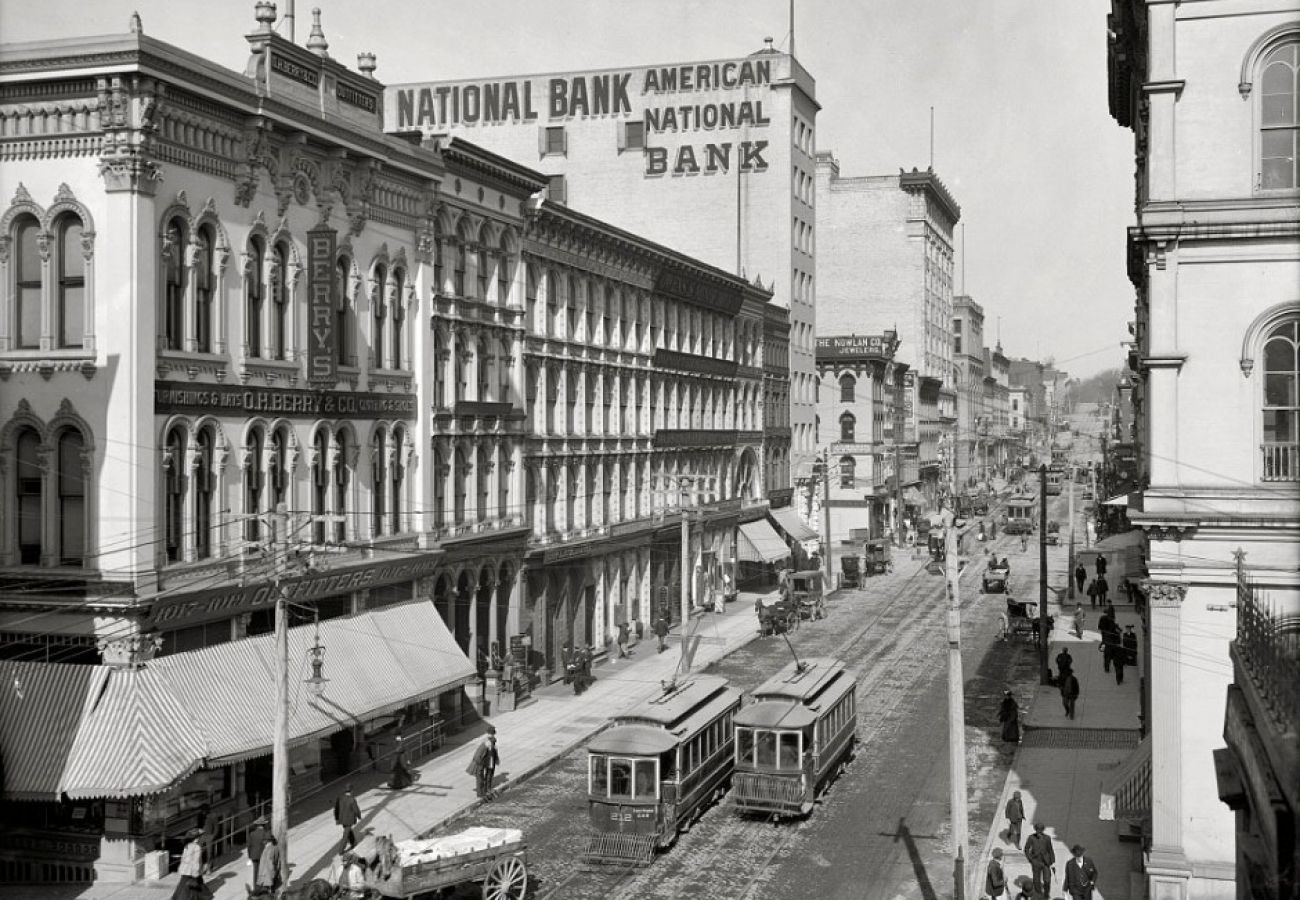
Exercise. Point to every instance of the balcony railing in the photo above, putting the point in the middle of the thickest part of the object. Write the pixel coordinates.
(1281, 462)
(1268, 644)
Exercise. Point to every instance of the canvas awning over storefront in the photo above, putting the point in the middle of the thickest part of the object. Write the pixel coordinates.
(1126, 792)
(788, 520)
(759, 542)
(100, 731)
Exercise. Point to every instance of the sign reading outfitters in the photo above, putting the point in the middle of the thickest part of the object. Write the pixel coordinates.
(723, 98)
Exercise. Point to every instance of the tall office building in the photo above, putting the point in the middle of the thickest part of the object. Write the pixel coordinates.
(714, 159)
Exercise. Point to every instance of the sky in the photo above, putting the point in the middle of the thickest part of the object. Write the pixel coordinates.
(1022, 135)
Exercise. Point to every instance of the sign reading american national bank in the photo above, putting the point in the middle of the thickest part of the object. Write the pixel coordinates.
(235, 399)
(705, 96)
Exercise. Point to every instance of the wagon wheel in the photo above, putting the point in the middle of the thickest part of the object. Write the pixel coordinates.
(507, 879)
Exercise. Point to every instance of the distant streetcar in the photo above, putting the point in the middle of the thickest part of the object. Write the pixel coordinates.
(657, 767)
(794, 738)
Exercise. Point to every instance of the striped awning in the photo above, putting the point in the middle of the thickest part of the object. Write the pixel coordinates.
(759, 542)
(40, 710)
(135, 740)
(788, 520)
(1126, 792)
(376, 662)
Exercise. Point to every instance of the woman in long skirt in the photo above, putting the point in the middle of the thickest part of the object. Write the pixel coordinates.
(193, 865)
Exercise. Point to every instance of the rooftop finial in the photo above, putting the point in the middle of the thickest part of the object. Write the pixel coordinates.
......
TASK STATEMENT
Rewrite all of the material above, substituting "widest part" for every occurrence of "thickest part" and leaving everything else unchanged; omit the pictures from your answer.

REPLY
Exercise. Point to every instance of the balcony railing in the photo above, putting the point in the middle of the widest part of the object. Write the pixel coordinates.
(1281, 462)
(1268, 644)
Exercise. Point to every instance of the canvas awning over storefront in the photo above, putting the point in the middle of the widest part of the object. Write the pixel coordinates.
(1126, 792)
(788, 520)
(759, 542)
(100, 731)
Exercise. Point to every instance of the sign reading outfitters in the photo above, putting the point in the middle of the widest part of the object. Write the pixel coordinates.
(723, 98)
Exercise. Point to every instance of the tall office building in the photo above, putting the point in the middle of the widest part of the object. Write the pixel coordinates.
(714, 159)
Exercise. Point to every instance of the sky in the photo above, putting the point in the middle of the widest part of the object. Write the pixel coordinates.
(1022, 135)
Exercise. Point to every instance of the sign reading american national bank in the photo above, putting the point in the middle of the widest part of the object. Write the pixel coordinates.
(235, 399)
(705, 96)
Exercise. Point to every instance of the wagon wheel in the photo above, putting the point in the middle of the widest part of the object. Write the pixel coordinates.
(507, 879)
Exercise. Point to every instance of the distant streetcar in the photo above, putting the point in the middle of the widest part of the object. Write the pixel coordinates.
(657, 767)
(794, 738)
Exercise. Point to every instance of the striped awning in the photo above, putting the point in the middle of the widest part of the object. Write the pixel coordinates.
(759, 542)
(40, 710)
(135, 740)
(788, 520)
(1126, 792)
(376, 662)
Exercise. Point to every instance of the woman in long skirt in the photo above, putting the point in the middle of the widest part of the object. Write the pixel coordinates.
(193, 865)
Exercise. Point to every instance of the rooftop finial in the photo above, putting the point in the middle of the widest part of the object. Write the pixel coordinates.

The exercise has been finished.